• **Task prompt**: Rewrite the material from the line with "Data labeling task. Class: garage interior." through the end, keeping every line. Multiply each box coordinate in the answers by 2.2, rounding to whole numbers with halves going up.

──────────

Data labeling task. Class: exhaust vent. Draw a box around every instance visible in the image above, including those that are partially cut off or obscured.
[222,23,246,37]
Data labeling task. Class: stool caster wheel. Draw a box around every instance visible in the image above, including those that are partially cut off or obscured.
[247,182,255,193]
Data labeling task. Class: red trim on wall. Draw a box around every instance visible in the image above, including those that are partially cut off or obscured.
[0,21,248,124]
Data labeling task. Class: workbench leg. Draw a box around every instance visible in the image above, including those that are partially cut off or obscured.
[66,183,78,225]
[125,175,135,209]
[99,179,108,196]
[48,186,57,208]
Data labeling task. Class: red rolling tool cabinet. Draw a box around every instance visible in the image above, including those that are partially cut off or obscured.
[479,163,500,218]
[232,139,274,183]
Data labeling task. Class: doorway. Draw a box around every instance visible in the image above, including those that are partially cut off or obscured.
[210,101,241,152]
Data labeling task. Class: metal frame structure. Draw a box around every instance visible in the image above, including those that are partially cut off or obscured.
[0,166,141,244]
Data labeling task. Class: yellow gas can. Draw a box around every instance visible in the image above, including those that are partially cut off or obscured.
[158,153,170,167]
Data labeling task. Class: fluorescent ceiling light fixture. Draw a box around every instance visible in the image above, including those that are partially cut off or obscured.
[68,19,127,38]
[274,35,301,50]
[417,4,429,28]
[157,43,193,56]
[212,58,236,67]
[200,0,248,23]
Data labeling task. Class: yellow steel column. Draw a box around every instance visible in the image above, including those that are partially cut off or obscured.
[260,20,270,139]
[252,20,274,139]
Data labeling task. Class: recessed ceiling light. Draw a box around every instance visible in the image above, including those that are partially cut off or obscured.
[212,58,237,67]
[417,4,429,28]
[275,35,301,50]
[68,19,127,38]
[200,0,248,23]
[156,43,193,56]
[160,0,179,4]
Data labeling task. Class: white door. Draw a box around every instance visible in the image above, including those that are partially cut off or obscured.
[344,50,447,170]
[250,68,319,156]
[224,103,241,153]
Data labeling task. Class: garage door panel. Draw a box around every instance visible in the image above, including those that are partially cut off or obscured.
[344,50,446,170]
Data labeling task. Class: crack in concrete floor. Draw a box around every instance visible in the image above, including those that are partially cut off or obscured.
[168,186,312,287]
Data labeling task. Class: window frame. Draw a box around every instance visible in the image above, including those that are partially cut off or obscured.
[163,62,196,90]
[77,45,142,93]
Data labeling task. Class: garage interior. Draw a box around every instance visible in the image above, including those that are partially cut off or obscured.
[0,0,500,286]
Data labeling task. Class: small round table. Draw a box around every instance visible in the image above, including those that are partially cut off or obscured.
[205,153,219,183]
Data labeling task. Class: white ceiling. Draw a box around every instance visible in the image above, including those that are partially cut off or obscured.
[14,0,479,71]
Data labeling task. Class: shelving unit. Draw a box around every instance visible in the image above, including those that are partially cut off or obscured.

──────────

• **Exercise answer**:
Data labeling task. Class: garage interior. Draw a box around every instance visible in the image above, including those that are partially cut off or obscured.
[0,0,1100,629]
Data labeling task. Class: small round table. Draw a box around every instance visible in the image above, including those that are partially cut off or obscured.
[451,337,482,403]
Data labeling task. Class: white ceiling. Draw a box around every instance visible in the image above, including those that are partially cut off or obscured.
[31,0,1054,156]
Data labeling task. Class: shelving unit. Draw a box around every instance visible in the image above, including those that are partially cut off or obscured.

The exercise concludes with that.